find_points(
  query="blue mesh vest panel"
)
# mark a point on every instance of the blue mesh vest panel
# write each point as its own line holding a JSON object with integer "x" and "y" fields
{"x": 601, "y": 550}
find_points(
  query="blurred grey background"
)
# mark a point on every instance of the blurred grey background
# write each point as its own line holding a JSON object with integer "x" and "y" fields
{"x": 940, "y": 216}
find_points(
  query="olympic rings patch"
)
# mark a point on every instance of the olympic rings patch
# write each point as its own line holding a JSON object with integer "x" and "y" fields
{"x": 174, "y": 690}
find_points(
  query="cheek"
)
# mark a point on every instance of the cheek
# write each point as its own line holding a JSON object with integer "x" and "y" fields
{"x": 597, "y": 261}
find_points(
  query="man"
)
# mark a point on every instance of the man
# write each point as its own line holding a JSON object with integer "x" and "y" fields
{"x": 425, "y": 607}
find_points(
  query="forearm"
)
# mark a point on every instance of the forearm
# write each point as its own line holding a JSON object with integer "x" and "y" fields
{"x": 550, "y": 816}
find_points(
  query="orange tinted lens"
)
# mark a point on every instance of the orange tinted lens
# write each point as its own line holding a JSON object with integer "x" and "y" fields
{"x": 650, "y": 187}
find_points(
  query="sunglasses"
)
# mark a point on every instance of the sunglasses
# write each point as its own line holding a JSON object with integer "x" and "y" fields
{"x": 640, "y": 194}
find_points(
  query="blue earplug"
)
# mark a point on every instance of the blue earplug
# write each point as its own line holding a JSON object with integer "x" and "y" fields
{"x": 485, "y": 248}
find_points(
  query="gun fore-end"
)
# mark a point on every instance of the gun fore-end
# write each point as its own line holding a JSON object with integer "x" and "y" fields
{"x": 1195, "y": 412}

# # # #

> **Problem statement**:
Check each line of the listing for "olympic", and copy the ones that hold it.

> **Task solution**:
  query="olympic rings patch"
# mark a point on every instance of the olympic rings patch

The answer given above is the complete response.